== GIVEN TEXT ==

Review: THE HOUSE OF BERNARDA ALBA at Lyttelton, National

At the home of the newly-widowed Bernarda Alba, the matriarch’s determination to rule with an iron fist and retain the good name of the house, transcends any sense of humanity. But with five daughters testing her resolve, will tyranny alone be sufficient to maintain order, and where will the inevitable cracks first appear?

The House of Bernarda Alba company at the National Theatre (c) Marc BrennerThe House of Bernarda Alba company at the National Theatre. Photo Marc Brenner

Frederick Garcia Lorca’s renowned family drama takes on a new poignancy when we learn that the homosexual with progressive political views was assassinated by firing squad a mere two months after the work’s completion. But does Alice Birch’s treatment of his cruelly poetic work (with its venomous, vicious and expletive-laden script) help or hinder perception and understanding of a woman’s lot and her apparent requirement to suffer and serve in a patriarchal world? As always, where the perpetuators and facilitators of a male-dominated system are women themselves, (particularly when they are mothers), the anguish is all the more tangible and unsettling.

Harriet Walter follows a long and illustrious line of celebrated women who have tackled the part (perhaps most notably Glenda Jackson in the mid-1980s) but few have imbued the character with such a level of oppressive frigidity. Her austere and callous veneer shows a desperation to maintain order when the male figurehead has departed — a desperation which exhibits all the markings of internalised fear of the unknown, of youthful expression, and of her own regrets.

== TASKS AND EXERCISES ==
[1] Rewrite everything in the review from "The House of Bernarda Alba company at the National Theatre (c)" down to "tangible and unsettling.", changing "renowned" to "celebrated".
[2] Continue the review of The House of Bernarda Alba from where it stops.

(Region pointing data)
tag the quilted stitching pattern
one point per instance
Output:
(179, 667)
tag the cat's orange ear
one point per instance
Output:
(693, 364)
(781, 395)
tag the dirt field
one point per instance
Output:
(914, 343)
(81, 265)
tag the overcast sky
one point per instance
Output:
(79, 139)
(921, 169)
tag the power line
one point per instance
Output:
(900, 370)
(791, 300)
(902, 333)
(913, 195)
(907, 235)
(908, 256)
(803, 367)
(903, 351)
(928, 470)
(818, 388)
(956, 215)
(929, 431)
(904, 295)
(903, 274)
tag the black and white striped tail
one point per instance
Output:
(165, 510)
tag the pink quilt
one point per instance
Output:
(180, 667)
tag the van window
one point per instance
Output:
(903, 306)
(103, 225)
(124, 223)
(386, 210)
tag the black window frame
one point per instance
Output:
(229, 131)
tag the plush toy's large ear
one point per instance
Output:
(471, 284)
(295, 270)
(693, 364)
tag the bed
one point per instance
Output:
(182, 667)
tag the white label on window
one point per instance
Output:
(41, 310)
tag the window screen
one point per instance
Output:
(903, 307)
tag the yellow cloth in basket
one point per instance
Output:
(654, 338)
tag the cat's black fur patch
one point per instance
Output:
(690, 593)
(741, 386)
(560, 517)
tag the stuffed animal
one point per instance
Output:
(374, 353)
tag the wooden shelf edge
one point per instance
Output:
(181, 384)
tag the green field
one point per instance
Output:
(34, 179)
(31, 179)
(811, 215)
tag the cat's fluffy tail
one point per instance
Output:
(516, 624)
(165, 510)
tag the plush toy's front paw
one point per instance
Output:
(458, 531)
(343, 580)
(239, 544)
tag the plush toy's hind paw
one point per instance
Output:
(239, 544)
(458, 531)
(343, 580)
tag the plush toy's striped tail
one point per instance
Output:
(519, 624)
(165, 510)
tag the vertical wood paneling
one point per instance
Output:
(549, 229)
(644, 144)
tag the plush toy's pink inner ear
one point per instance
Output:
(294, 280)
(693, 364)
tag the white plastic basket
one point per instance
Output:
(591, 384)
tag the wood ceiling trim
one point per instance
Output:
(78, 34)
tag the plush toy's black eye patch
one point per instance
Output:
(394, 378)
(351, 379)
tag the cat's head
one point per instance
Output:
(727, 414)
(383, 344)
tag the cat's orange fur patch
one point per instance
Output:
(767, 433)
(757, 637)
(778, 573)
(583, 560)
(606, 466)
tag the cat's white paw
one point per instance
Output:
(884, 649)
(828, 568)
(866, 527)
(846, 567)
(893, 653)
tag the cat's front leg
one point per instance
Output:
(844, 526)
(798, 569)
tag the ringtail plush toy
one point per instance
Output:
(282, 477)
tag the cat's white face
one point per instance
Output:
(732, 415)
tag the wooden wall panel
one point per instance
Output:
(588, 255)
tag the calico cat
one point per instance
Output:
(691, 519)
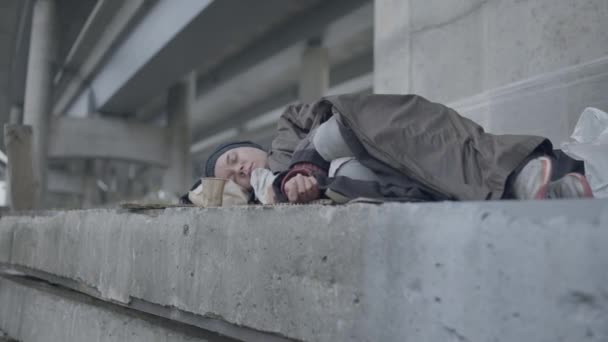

== ANSWERS FOR THIS EXERCISE ==
[1]
The House of Bernarda Alba company at the National Theatre (c) Marc BrennerThe House of Bernarda Alba company at the National Theatre. Photo Marc Brenner

Frederick Garcia Lorca’s celebrated family drama takes on a new poignancy when we learn that the homosexual with progressive political views was assassinated by firing squad a mere two months after the work’s completion. But does Alice Birch’s treatment of his cruelly poetic work (with its venomous, vicious and expletive-laden script) help or hinder perception and understanding of a woman’s lot and her apparent requirement to suffer and serve in a patriarchal world? As always, where the perpetuators and facilitators of a male-dominated system are women themselves, (particularly when they are mothers), the anguish is all the more tangible and unsettling.

[2]
Rebecca Frecknall’s first production for the National as director, is a predominantly female affair presented on an almost entirely pale jade set by designer Merle Hensel. The eleven playing spaces (mainly open-sided bedrooms, but one large living room and another area serving as outside courtyard) enable the family of women to bicker and compare their individual chances of love and a life beyond the asphyxiating air of a home dominated by repression and toxic disappointment.

The eldest sister Augustias (Rosalind Eleazar) is betrothed to the most desirable and lustful man in the village of Valderrubio Pepe El Romano (James McHugh). Their stilted and uneventful evening meetings compare starkly with the sexually rapacious illicit trysts which transpire between him and the youngest daughter Adela (Isis Hainsworth) under the cover of darkness later most evenings. Meanwhile the lugubrious disabled sister Martirio (Lizzie Annis) pines for the same man whilst decrying anyone else’s love for him. Sisters are pitched against sisters and tragedy befalls the family when Bernarda Alba attempts to bring to an end the rot which she perceives will bring humiliation and disgrace upon her good name. Some of the best exchanges are reserved for that most special of relationships between the lady of the house and her long-serving housemaid Poncia (Thusitha Jayasundera) whose efforts to shine a gentle but honest spotlight on all the misconceptions and deceits, are met with a stoic refusal to face reality.